Spark SQL 真实项目代码 - 《代码复用》

1, 设备安装app统计分析
1, 设备安装app统计分析

代码有删减,但整体保持原结构
package com.wsy.learn
import org.apache.hadoop.conf.Configuration
import org.apache.hadoop.fs.{FileSystem, Path}
import org.apache.spark.sql.SparkSession
import org.apache.spark.sql.functions._
import org.apache.spark.internal.Logging
import org.apache.spark.storage.StorageLevel
object InstallAppCount extends Logging {
    def main(args: Array[String]): Unit = {
        if (args.length > 0) {
            logInfo(s"------ args=${args(0)}----------")
        } else {
            logError(s"------ 请传递一个逗号分割的查询开始日期,结束日志,结果保存路径的参数,例如 20200615,20200616,/your/path ----------")
            System.exit(1)
        }
        val startDate = args(0).split(",")(0).trim
        val endDate = args(0).split(",")(1).trim
        val output = args(0).split(",")(2).trim
        logInfo(s" -------  startDate=${startDate}, endDate=${endDate}, output=${output}  ----------")
        val spark = SparkSession.builder()
                .master("yarn")

任务说明 1:
根据这段 Spark 代码，判断下列说法是否成立，每条回答"是"或"否"，并原样引用代码中起决定作用的字句。
(a) SparkSession 的 master 被设为 yarn。
(b) 传入的参数以分号分隔。
(c) 未传参数时，程序调用 System.exit(1) 退出。
任务说明 2:
就这段 Spark 代码回答：
(a) 代码所在的包叫什么？
(b) 定义的 object 叫什么名字？
(c) endDate 取自参数按逗号拆分后的哪个下标？
任务说明 3: 接着这段 Spark 代码的最后一行 `.master("yarn")` 往下写。
接下来的材料与这段 Spark 代码互不相关，是单独的内容。

框标注数据集中的若干行:
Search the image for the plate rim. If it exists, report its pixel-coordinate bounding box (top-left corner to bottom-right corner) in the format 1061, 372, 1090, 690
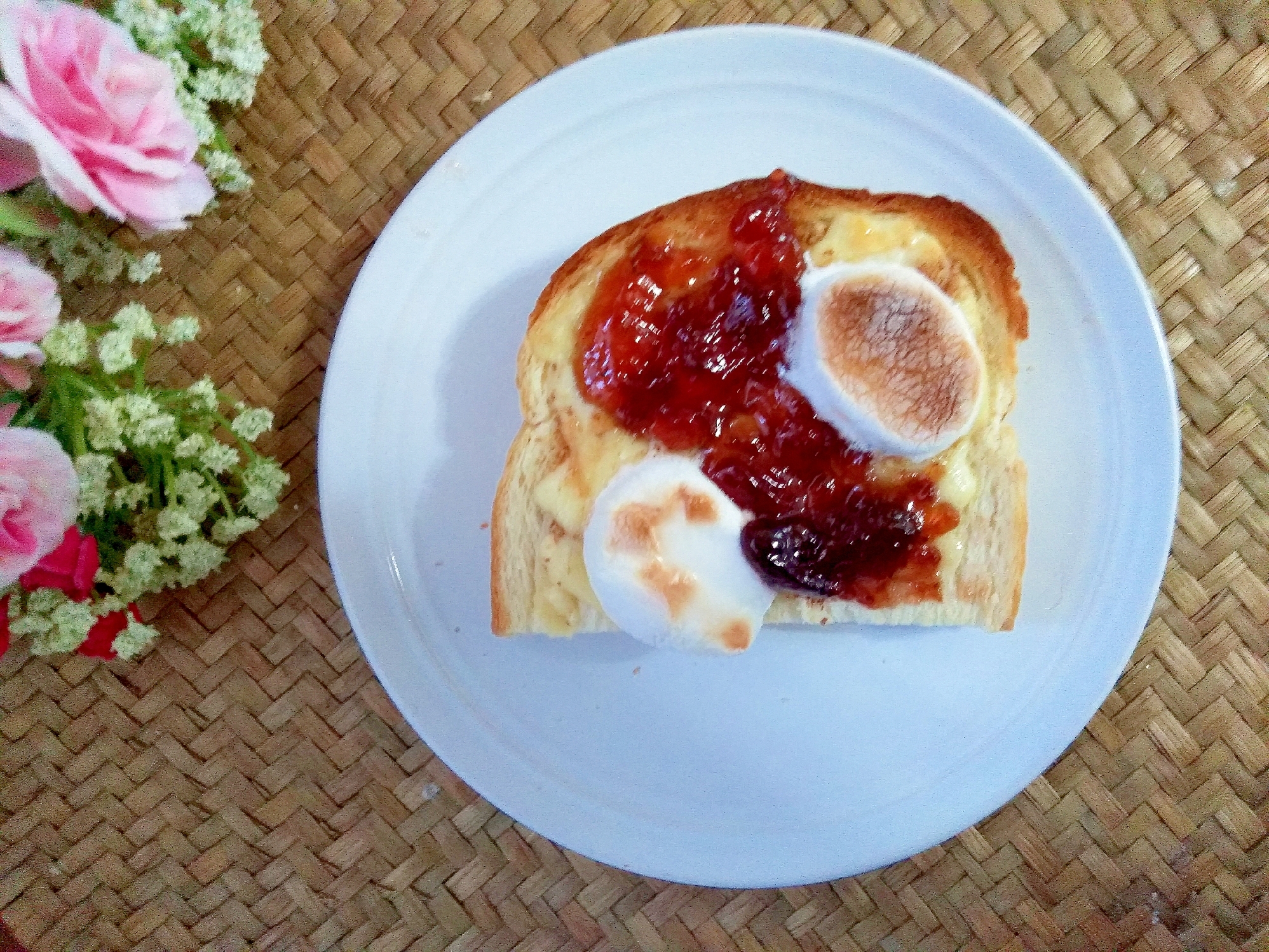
317, 24, 1180, 887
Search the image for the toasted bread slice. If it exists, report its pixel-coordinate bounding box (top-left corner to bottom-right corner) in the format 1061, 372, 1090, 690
490, 180, 1027, 635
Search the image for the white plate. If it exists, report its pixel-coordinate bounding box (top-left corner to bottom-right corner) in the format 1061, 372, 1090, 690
318, 27, 1179, 886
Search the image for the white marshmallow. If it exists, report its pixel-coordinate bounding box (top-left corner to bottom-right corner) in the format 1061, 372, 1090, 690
583, 454, 775, 654
784, 261, 986, 459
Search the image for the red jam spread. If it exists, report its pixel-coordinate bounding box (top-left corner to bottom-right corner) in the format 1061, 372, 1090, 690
575, 173, 958, 608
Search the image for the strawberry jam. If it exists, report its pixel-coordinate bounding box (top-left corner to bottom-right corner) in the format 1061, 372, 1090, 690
575, 172, 958, 608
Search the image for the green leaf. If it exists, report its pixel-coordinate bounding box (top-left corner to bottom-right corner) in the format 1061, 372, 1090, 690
0, 194, 57, 238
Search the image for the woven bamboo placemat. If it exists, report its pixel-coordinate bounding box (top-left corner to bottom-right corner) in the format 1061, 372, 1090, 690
0, 0, 1269, 952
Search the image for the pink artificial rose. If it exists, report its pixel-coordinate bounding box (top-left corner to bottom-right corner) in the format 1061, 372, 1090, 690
18, 526, 102, 602
75, 603, 141, 662
0, 246, 62, 396
0, 0, 212, 230
0, 426, 79, 588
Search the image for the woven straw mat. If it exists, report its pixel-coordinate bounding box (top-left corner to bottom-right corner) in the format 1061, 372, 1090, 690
0, 0, 1269, 952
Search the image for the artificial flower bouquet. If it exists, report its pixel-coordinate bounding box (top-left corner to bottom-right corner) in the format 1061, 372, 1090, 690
0, 0, 278, 658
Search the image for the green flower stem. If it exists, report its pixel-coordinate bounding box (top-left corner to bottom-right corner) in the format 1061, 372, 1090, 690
69, 400, 88, 457
9, 392, 48, 426
0, 194, 57, 238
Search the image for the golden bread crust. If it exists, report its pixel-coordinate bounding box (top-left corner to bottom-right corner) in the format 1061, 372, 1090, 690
490, 179, 1028, 635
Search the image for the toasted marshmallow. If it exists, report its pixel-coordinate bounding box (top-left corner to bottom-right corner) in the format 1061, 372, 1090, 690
784, 261, 986, 459
583, 456, 775, 654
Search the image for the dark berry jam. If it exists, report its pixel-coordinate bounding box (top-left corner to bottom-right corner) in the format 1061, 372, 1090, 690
576, 173, 958, 608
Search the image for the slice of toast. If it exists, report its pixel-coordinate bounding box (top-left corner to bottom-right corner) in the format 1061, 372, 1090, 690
490, 179, 1027, 635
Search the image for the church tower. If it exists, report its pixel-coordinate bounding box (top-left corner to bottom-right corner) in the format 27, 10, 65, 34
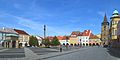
101, 14, 109, 45
110, 9, 120, 47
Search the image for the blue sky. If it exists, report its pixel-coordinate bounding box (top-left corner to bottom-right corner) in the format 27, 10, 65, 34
0, 0, 120, 36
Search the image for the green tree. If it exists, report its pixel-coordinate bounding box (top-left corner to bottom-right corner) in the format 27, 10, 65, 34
51, 36, 60, 46
29, 36, 39, 46
42, 38, 50, 47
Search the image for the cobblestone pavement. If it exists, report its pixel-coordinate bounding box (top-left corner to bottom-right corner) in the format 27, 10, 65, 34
0, 47, 119, 60
0, 48, 25, 58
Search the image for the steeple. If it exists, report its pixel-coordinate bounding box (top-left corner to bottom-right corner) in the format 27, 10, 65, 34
113, 9, 119, 15
103, 14, 108, 22
102, 14, 109, 25
112, 9, 119, 17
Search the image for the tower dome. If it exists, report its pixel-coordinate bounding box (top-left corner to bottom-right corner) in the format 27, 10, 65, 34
113, 9, 118, 14
112, 9, 119, 17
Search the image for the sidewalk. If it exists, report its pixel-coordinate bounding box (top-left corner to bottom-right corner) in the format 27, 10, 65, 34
108, 48, 120, 58
37, 47, 90, 60
0, 47, 90, 60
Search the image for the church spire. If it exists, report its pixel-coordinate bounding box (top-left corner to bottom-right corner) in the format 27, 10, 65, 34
103, 13, 108, 22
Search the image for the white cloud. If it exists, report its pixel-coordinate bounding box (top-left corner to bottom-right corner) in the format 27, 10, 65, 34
98, 11, 105, 17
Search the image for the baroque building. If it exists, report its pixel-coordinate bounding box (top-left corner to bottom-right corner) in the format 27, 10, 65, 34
101, 14, 109, 45
110, 9, 120, 47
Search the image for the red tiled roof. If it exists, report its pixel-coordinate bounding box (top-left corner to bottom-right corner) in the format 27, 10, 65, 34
71, 31, 82, 36
57, 36, 63, 40
14, 29, 29, 35
82, 30, 91, 36
90, 33, 99, 39
57, 36, 69, 40
47, 36, 54, 40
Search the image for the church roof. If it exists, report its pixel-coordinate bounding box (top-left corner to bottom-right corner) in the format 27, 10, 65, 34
113, 9, 119, 14
103, 14, 108, 22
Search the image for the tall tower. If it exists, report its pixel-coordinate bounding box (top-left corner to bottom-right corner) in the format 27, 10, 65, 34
101, 14, 109, 45
110, 9, 120, 46
44, 25, 46, 39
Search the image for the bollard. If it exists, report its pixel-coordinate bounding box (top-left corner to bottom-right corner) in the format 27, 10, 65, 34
60, 47, 62, 52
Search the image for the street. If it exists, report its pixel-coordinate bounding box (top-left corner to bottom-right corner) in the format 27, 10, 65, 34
40, 47, 120, 60
0, 46, 120, 60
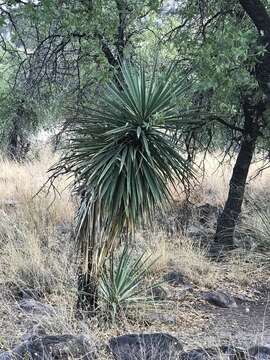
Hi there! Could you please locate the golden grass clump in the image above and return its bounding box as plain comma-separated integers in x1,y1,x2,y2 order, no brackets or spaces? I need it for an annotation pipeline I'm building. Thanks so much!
0,148,74,291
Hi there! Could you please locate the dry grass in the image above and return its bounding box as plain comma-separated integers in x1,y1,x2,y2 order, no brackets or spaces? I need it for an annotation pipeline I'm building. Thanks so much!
0,148,270,359
0,149,74,290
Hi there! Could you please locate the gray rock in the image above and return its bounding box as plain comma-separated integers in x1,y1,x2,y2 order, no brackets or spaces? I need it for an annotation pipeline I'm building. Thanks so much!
248,344,270,360
181,346,246,360
0,335,97,360
109,333,183,360
17,298,56,316
181,349,218,360
147,286,168,301
203,291,237,308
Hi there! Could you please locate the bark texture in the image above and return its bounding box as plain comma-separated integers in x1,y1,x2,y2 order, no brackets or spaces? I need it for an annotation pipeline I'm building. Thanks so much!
214,0,270,250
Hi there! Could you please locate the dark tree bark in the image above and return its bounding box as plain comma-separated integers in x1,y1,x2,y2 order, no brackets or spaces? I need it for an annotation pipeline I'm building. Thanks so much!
214,0,270,251
214,97,264,252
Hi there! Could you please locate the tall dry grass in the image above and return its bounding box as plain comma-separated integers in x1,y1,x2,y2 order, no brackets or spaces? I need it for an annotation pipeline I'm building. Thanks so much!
0,147,74,292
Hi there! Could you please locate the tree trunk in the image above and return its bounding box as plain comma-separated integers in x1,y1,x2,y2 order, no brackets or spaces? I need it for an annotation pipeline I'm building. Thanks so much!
212,97,264,253
213,0,270,252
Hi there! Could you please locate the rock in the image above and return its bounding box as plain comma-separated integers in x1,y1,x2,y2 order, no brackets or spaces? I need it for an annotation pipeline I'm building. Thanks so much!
0,335,97,360
220,345,247,360
248,345,270,360
203,291,237,308
109,333,183,360
17,299,56,316
181,349,217,360
147,286,167,301
168,285,193,301
163,271,186,286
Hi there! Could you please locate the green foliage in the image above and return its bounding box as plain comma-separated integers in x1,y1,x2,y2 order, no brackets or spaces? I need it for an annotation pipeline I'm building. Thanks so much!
51,65,194,286
100,245,154,320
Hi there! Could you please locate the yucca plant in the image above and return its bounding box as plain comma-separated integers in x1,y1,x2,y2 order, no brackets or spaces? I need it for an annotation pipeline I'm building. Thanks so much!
51,65,194,310
99,245,155,321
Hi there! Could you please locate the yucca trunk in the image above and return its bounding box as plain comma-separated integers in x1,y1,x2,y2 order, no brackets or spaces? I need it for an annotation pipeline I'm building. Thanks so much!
77,271,98,315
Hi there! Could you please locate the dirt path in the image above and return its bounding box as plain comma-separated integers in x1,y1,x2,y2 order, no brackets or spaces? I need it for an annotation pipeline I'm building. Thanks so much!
185,294,270,348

正确答案 1:
(a) 是。`.master("yarn")`
(b) 否。`args(0).split(",")`
(c) 是。`System.exit(1)`

正确答案 2:
(a) com.wsy.learn
(b) InstallAppCount
(c) 下标 1，即 `args(0).split(",")(1)`

正确答案 3:
                .appName("install_app_count")
                .config("spark.sql.strict.mode", false)
                .config("spark.default.parallelism", 200)
                .config("spark.sql.shuffle.partitions", 200)
                .config("spark.serializer", "org.apache.spark.serializer.KryoSerializer")
                .enableHiveSupport()
                .getOrCreate()
        //spark.sqlContext.setConf("hive.exec.dynamic.partition", "true")
        //spark.sqlContext.setConf("hive.exec.dynamic.partition.mode", "nonstrict")
        //此路径可以已存在
        spark.sparkContext.setCheckpointDir("/home/wsy/dir")
        import spark.implicits._
        //spark.sql("set spark.sql.strict.mode = false ")
        spark.sql("use your_database")
        //table 是分区表,select必须在where中指定分区
        val df1 = spark.sql(s"select module, x from your_table where (modulename = 'a' or modulename = 'b' )  and day >= '${startDate}' and day < '${endDate}' ")
        val df2 = df1.select(
            $"module",
            get_json_object($"x", "$.a").as("a"),
            get_json_object($"x", "$.b").as("b"),
            when($"module" === "a", get_json_object($"x", "$.a"))
                    .otherwise(get_json_object($"x", "$.b"))
                    .as("device")
        )
        val df3 = df2.filter($"x" === "3" || $"x" === "4").filter($"device".isNotNull).repartition(200)
        val df4 = df3.withColumn("deviceid",
            when($"x" === "3", get_json_object($"device", "$.a"))
                    .otherwise(get_json_object($"device", "$.b"))
        )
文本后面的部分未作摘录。